:: What you will do ::
Put the lines of the entries below into a Markdown table with the columns Row and Line, starting with the line with "find the light" and going on through the line with "top-left (0, 264), bottom-right (422, 427)". Number each row and leave out blank lines.
begin Records provided
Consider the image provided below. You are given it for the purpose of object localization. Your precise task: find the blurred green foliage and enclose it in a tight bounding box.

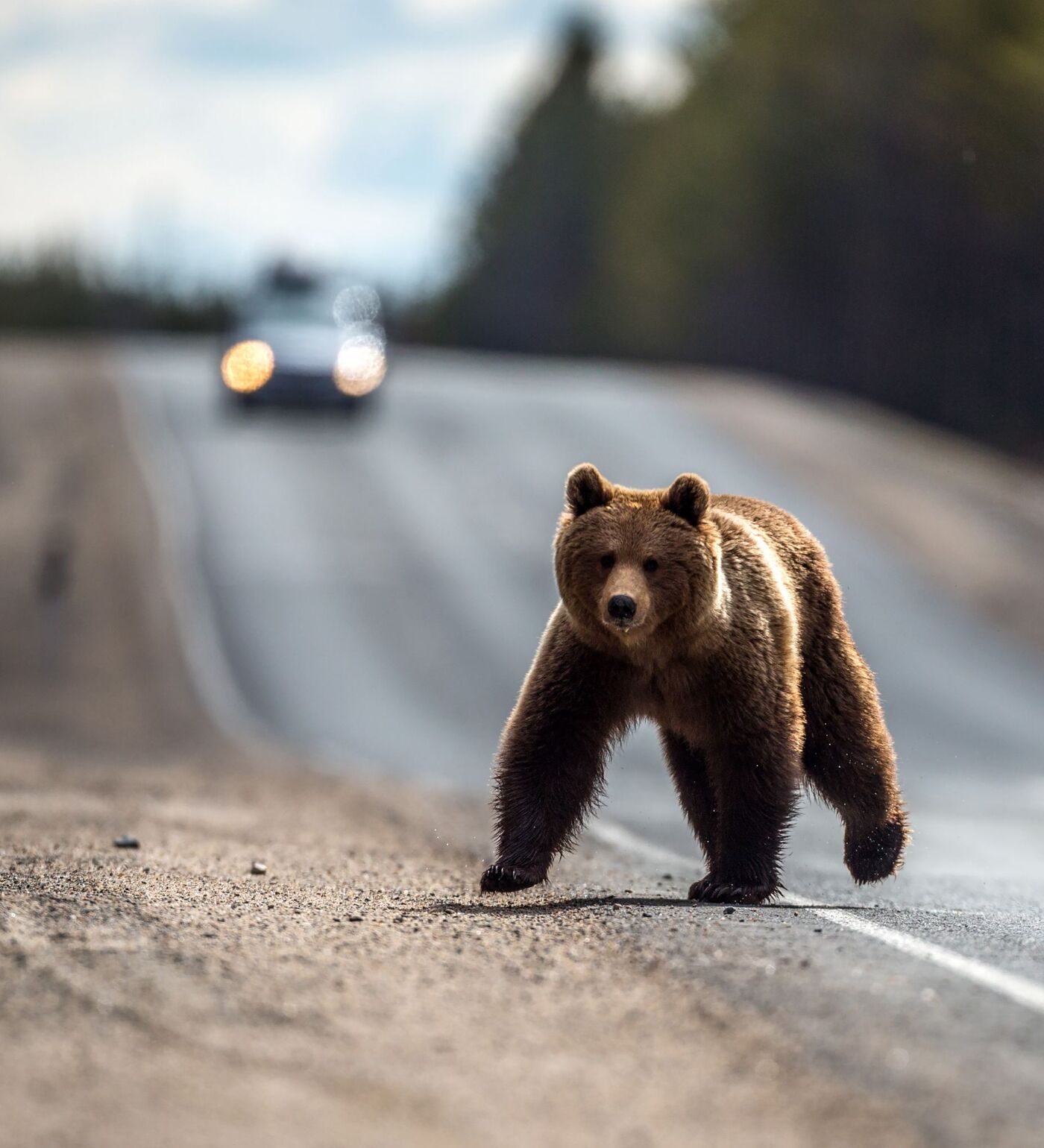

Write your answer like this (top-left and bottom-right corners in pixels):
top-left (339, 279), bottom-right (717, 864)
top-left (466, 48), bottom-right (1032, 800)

top-left (413, 0), bottom-right (1044, 453)
top-left (0, 246), bottom-right (231, 332)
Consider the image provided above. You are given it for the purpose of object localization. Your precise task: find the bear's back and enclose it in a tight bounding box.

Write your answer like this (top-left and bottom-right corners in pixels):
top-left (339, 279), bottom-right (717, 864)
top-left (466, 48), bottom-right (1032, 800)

top-left (710, 495), bottom-right (840, 638)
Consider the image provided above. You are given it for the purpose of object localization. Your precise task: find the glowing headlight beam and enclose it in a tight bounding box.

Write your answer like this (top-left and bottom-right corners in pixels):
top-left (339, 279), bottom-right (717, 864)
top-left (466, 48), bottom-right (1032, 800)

top-left (221, 338), bottom-right (276, 395)
top-left (333, 338), bottom-right (389, 398)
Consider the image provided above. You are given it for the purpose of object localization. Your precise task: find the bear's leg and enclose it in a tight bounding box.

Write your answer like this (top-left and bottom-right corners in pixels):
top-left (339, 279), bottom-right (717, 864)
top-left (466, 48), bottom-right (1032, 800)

top-left (659, 728), bottom-right (718, 869)
top-left (689, 733), bottom-right (800, 905)
top-left (481, 612), bottom-right (628, 893)
top-left (802, 621), bottom-right (908, 884)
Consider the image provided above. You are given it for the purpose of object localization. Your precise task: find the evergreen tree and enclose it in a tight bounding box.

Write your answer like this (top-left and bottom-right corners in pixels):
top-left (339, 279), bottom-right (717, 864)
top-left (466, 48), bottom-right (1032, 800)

top-left (426, 22), bottom-right (617, 353)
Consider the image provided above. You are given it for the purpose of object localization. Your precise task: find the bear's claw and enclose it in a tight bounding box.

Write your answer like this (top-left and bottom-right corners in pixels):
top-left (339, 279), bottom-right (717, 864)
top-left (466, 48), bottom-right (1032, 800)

top-left (480, 861), bottom-right (547, 893)
top-left (689, 874), bottom-right (780, 905)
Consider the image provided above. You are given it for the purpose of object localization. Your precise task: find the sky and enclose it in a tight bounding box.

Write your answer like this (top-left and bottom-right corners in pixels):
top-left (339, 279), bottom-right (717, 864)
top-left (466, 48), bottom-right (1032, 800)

top-left (0, 0), bottom-right (693, 291)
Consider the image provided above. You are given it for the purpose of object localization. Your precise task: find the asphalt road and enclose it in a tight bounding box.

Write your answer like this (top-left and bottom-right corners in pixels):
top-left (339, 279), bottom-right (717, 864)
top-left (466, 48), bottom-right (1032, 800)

top-left (116, 342), bottom-right (1044, 1144)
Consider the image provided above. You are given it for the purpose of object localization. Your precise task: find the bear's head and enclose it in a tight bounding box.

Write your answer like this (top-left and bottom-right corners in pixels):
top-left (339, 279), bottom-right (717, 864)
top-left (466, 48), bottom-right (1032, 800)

top-left (555, 463), bottom-right (720, 646)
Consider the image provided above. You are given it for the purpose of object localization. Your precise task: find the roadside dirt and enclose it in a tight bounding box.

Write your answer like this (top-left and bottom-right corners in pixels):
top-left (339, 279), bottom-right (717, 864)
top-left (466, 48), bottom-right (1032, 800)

top-left (0, 344), bottom-right (919, 1148)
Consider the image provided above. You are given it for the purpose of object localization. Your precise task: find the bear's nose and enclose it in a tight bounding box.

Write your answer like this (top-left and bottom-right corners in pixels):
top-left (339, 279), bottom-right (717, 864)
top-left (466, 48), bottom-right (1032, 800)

top-left (609, 593), bottom-right (638, 622)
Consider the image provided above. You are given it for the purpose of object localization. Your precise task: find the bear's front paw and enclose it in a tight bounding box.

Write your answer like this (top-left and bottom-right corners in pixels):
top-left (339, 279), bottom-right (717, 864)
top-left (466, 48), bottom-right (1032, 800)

top-left (844, 814), bottom-right (908, 885)
top-left (689, 874), bottom-right (780, 905)
top-left (481, 861), bottom-right (547, 893)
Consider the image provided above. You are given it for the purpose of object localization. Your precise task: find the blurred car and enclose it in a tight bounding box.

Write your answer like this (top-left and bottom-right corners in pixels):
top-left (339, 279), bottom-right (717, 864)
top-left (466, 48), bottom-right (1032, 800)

top-left (221, 265), bottom-right (387, 408)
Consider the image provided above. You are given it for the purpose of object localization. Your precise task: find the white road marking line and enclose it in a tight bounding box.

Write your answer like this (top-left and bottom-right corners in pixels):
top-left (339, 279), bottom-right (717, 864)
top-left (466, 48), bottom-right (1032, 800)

top-left (587, 821), bottom-right (1044, 1016)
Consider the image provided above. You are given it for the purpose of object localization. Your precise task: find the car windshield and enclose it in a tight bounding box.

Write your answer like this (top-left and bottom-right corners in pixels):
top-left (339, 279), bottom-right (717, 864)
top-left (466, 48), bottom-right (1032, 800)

top-left (251, 291), bottom-right (333, 326)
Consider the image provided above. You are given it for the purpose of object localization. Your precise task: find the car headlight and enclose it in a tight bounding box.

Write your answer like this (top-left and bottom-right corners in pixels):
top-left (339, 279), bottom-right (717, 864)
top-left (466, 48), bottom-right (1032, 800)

top-left (221, 338), bottom-right (276, 395)
top-left (333, 335), bottom-right (389, 397)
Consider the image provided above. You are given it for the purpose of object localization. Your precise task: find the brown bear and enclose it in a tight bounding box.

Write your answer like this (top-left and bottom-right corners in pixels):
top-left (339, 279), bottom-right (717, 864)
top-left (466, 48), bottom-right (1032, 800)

top-left (481, 464), bottom-right (908, 905)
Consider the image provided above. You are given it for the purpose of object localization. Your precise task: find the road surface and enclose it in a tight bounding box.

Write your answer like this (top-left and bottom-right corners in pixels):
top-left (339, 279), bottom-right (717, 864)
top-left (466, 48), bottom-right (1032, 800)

top-left (116, 341), bottom-right (1044, 1144)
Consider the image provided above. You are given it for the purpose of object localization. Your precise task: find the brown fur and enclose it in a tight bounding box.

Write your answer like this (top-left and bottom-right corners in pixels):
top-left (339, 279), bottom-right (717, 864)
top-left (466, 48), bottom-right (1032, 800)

top-left (482, 464), bottom-right (908, 903)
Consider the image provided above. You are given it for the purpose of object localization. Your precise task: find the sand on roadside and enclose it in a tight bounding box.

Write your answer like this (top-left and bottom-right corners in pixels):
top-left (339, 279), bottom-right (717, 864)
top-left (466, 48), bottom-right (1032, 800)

top-left (0, 342), bottom-right (919, 1148)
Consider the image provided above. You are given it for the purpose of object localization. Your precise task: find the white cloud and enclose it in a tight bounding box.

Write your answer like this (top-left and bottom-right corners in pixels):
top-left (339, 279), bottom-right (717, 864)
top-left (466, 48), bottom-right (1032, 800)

top-left (595, 40), bottom-right (689, 107)
top-left (0, 23), bottom-right (542, 283)
top-left (401, 0), bottom-right (510, 23)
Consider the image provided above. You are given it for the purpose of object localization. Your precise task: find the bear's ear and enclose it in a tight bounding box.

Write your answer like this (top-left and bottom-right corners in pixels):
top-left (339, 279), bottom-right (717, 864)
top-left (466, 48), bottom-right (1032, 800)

top-left (565, 463), bottom-right (612, 518)
top-left (661, 474), bottom-right (711, 526)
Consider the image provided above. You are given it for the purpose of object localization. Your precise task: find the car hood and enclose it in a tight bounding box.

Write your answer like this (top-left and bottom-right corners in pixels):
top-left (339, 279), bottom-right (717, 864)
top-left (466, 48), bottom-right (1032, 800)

top-left (236, 321), bottom-right (345, 370)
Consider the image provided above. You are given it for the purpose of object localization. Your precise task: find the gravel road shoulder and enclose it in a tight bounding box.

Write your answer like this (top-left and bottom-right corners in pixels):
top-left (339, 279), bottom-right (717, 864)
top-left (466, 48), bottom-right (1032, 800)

top-left (0, 344), bottom-right (919, 1148)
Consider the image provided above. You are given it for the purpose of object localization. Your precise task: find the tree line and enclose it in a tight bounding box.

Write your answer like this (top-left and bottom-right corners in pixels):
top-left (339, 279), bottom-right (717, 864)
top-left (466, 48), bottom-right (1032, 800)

top-left (406, 0), bottom-right (1044, 455)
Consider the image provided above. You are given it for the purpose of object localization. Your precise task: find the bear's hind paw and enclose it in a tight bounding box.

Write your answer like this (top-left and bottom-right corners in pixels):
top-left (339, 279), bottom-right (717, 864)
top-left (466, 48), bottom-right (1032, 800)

top-left (689, 874), bottom-right (780, 905)
top-left (480, 861), bottom-right (547, 893)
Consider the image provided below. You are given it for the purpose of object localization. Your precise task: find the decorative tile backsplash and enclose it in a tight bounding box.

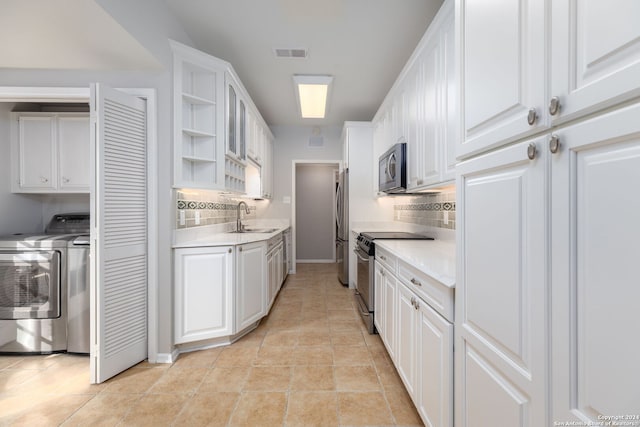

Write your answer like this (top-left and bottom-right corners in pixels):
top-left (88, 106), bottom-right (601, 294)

top-left (176, 189), bottom-right (256, 228)
top-left (393, 191), bottom-right (456, 230)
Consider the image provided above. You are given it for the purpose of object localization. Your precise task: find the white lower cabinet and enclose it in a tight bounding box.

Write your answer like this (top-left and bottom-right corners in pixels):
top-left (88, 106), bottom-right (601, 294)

top-left (235, 242), bottom-right (267, 332)
top-left (416, 285), bottom-right (453, 426)
top-left (373, 261), bottom-right (397, 360)
top-left (374, 250), bottom-right (453, 427)
top-left (174, 246), bottom-right (234, 344)
top-left (396, 285), bottom-right (418, 396)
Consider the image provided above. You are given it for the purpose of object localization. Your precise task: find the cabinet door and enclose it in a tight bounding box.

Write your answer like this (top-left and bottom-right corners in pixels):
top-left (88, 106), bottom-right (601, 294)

top-left (457, 0), bottom-right (547, 157)
top-left (18, 116), bottom-right (55, 190)
top-left (550, 0), bottom-right (640, 123)
top-left (407, 38), bottom-right (440, 189)
top-left (235, 242), bottom-right (267, 332)
top-left (175, 246), bottom-right (233, 344)
top-left (58, 116), bottom-right (90, 192)
top-left (415, 300), bottom-right (453, 427)
top-left (395, 284), bottom-right (417, 396)
top-left (373, 261), bottom-right (387, 332)
top-left (439, 7), bottom-right (459, 182)
top-left (260, 135), bottom-right (274, 199)
top-left (274, 243), bottom-right (284, 294)
top-left (266, 251), bottom-right (278, 313)
top-left (455, 138), bottom-right (549, 427)
top-left (227, 83), bottom-right (238, 156)
top-left (551, 104), bottom-right (640, 425)
top-left (374, 269), bottom-right (398, 360)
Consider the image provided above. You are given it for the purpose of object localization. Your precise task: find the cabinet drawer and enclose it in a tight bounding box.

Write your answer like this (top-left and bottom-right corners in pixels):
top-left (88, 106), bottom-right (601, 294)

top-left (398, 260), bottom-right (453, 322)
top-left (376, 246), bottom-right (398, 274)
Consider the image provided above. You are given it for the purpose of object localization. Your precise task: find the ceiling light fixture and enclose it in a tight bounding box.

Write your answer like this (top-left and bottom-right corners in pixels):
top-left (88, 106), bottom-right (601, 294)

top-left (293, 74), bottom-right (333, 119)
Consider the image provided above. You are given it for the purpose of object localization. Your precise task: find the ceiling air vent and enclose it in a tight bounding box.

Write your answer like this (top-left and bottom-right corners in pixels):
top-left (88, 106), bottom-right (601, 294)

top-left (273, 48), bottom-right (307, 59)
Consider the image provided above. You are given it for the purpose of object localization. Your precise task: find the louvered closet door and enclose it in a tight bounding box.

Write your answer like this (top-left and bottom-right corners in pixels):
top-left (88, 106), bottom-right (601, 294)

top-left (91, 84), bottom-right (147, 383)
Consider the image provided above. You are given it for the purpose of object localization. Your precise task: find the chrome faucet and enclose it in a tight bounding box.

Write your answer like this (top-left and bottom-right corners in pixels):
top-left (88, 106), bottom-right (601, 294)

top-left (236, 201), bottom-right (250, 233)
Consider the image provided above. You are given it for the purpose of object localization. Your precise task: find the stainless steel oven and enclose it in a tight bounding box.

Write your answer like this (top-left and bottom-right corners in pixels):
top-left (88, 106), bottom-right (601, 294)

top-left (354, 231), bottom-right (433, 334)
top-left (354, 246), bottom-right (375, 334)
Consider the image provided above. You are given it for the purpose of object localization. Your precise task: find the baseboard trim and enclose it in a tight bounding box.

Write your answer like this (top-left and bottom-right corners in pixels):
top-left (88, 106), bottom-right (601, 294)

top-left (154, 348), bottom-right (180, 363)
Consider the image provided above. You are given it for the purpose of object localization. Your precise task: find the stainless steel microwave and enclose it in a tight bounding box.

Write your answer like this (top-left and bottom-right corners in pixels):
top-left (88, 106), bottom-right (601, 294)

top-left (378, 142), bottom-right (407, 193)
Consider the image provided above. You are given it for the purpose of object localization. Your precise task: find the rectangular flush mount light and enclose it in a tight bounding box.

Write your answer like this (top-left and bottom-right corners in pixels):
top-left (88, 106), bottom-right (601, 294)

top-left (293, 74), bottom-right (333, 119)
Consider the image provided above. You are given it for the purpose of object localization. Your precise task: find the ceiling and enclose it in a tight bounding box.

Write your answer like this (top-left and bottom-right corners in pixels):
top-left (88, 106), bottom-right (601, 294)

top-left (0, 0), bottom-right (162, 70)
top-left (166, 0), bottom-right (442, 126)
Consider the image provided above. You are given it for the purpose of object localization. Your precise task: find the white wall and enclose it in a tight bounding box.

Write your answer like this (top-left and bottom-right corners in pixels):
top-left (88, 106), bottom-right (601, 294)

top-left (295, 163), bottom-right (339, 262)
top-left (264, 126), bottom-right (342, 220)
top-left (0, 0), bottom-right (193, 353)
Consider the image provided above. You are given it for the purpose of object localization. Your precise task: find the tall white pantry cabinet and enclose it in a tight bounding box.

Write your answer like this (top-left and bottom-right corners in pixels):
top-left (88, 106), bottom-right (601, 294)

top-left (455, 0), bottom-right (640, 426)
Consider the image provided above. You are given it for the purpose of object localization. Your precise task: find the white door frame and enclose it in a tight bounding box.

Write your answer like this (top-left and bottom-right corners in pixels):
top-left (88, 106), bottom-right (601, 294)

top-left (0, 86), bottom-right (158, 363)
top-left (291, 160), bottom-right (343, 274)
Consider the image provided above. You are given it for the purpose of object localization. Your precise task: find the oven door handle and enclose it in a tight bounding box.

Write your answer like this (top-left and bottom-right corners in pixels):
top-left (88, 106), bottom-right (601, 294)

top-left (353, 249), bottom-right (369, 262)
top-left (356, 298), bottom-right (369, 316)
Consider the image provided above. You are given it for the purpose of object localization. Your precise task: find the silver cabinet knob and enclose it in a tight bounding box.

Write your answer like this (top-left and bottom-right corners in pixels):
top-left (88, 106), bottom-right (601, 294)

top-left (549, 96), bottom-right (560, 116)
top-left (549, 134), bottom-right (560, 154)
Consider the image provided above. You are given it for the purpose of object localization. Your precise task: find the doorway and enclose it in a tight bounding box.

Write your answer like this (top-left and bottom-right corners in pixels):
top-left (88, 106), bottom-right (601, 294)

top-left (0, 87), bottom-right (157, 382)
top-left (292, 161), bottom-right (340, 270)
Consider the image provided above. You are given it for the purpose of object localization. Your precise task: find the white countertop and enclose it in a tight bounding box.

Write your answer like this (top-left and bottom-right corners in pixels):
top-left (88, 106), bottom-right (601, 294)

top-left (375, 239), bottom-right (456, 288)
top-left (173, 221), bottom-right (289, 248)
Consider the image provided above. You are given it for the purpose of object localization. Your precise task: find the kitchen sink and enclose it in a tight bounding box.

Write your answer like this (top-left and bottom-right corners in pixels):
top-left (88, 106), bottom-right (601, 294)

top-left (229, 227), bottom-right (278, 233)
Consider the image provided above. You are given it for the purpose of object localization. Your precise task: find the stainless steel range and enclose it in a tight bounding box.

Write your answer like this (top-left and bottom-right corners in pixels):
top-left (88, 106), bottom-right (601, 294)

top-left (354, 231), bottom-right (433, 334)
top-left (0, 214), bottom-right (89, 353)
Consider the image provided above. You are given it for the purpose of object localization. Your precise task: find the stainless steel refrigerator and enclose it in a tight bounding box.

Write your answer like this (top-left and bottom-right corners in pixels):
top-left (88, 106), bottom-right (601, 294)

top-left (336, 169), bottom-right (349, 286)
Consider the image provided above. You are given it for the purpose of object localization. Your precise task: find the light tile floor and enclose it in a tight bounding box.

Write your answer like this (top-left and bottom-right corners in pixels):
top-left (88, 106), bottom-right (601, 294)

top-left (0, 264), bottom-right (422, 427)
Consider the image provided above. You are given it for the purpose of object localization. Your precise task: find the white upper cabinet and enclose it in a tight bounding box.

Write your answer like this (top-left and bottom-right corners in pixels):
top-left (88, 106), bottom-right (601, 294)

top-left (58, 116), bottom-right (89, 192)
top-left (457, 0), bottom-right (547, 157)
top-left (171, 41), bottom-right (272, 193)
top-left (547, 0), bottom-right (640, 123)
top-left (457, 0), bottom-right (640, 158)
top-left (171, 42), bottom-right (225, 189)
top-left (12, 113), bottom-right (90, 193)
top-left (455, 138), bottom-right (549, 427)
top-left (373, 0), bottom-right (459, 191)
top-left (550, 104), bottom-right (640, 425)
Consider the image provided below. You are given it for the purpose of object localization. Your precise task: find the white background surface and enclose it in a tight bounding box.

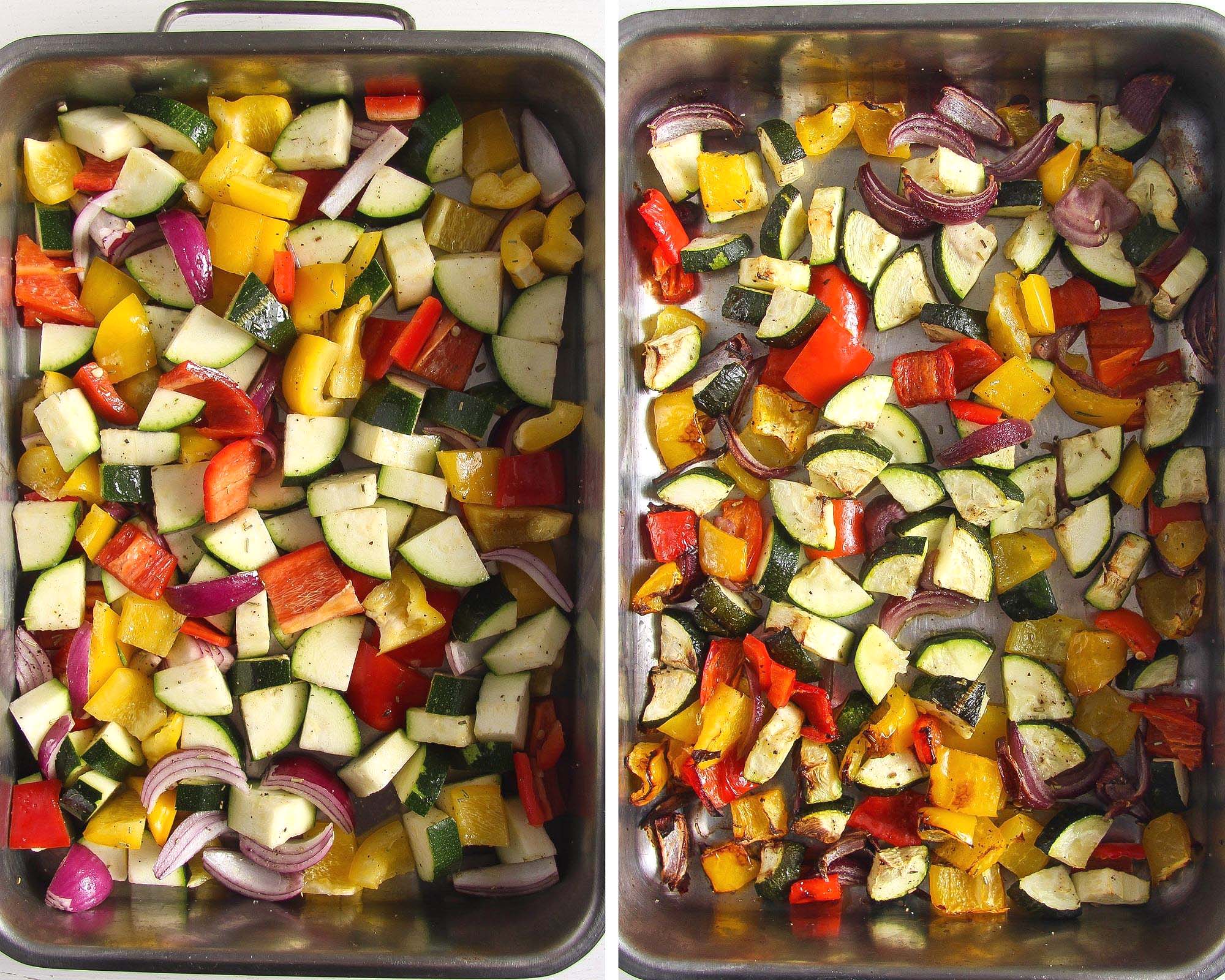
end Records provided
:: Answer for this exercise ::
| Row | Line |
|---|---|
| 1 | Consider the image provided above. You are given it for the purpose of object localization. Your precise task: find the light tile floor and enclose it in a tight bounding box. |
| 2 | Write your answer like this (top-left and bottom-right corners in pixels): |
| 3 | top-left (88, 106), bottom-right (601, 294) |
| 4 | top-left (0, 264), bottom-right (422, 427) |